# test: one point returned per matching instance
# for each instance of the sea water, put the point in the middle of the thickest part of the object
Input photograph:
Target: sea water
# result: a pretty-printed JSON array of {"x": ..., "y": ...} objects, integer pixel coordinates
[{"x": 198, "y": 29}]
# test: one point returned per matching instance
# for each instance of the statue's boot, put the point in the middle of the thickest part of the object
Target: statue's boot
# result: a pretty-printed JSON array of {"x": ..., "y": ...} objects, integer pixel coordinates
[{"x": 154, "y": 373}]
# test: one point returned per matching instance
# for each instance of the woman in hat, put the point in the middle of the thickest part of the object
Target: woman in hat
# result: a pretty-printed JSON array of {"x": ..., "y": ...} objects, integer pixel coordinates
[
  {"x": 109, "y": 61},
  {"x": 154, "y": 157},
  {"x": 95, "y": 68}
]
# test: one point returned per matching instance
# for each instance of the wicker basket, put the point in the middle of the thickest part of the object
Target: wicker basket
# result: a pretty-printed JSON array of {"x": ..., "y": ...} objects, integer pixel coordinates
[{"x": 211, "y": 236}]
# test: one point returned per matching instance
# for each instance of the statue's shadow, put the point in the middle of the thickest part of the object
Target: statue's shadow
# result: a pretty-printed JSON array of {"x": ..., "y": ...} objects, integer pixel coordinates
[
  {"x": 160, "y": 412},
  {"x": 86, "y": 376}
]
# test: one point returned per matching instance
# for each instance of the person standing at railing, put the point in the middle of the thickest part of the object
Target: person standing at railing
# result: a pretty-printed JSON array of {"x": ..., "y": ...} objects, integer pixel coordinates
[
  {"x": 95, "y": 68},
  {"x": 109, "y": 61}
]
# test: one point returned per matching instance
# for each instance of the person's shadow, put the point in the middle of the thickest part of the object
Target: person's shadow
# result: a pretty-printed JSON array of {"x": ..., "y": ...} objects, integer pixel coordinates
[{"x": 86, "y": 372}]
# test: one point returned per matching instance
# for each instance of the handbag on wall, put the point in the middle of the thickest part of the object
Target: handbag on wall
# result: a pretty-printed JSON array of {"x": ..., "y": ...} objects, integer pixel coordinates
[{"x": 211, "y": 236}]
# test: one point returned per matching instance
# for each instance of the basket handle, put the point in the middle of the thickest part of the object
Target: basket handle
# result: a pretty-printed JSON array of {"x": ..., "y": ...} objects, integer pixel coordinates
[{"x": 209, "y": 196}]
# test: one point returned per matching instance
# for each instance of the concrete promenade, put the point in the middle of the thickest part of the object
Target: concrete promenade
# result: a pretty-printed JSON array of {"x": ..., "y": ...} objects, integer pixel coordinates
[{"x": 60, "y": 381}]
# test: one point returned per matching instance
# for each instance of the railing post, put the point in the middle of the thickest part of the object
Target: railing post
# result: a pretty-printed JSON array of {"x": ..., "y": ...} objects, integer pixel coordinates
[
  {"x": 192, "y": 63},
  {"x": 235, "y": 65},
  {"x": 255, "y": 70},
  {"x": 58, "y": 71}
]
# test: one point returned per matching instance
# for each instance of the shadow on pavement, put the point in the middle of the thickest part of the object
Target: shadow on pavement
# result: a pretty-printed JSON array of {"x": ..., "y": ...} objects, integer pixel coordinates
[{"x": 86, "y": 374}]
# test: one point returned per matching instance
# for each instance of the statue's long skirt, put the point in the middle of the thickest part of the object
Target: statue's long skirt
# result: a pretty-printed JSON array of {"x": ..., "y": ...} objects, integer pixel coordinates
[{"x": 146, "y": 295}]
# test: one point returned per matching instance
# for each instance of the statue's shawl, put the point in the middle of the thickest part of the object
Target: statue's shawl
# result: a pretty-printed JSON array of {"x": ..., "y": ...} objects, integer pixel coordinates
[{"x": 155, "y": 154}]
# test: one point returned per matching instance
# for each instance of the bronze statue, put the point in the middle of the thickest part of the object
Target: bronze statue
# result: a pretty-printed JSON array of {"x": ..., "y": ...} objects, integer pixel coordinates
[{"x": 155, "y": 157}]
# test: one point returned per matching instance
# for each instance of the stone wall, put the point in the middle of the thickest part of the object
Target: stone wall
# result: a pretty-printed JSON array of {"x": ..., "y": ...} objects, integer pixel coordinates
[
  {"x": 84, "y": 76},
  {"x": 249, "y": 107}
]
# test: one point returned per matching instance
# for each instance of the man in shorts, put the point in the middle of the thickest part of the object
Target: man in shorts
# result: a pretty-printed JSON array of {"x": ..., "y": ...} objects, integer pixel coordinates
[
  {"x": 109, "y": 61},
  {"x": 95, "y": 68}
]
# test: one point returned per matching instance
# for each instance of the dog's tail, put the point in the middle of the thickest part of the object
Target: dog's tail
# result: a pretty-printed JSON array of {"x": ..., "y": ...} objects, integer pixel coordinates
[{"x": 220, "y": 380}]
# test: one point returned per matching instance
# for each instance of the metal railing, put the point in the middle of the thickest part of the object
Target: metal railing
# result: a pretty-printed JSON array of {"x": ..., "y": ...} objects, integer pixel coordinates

• TASK OBJECTIVE:
Show every line of the records above that contains the word "concrete", treating case as significant.

• TASK RESULT:
# for each instance of the concrete promenade, put the point in the middle of the thickest part of the object
Target: concrete promenade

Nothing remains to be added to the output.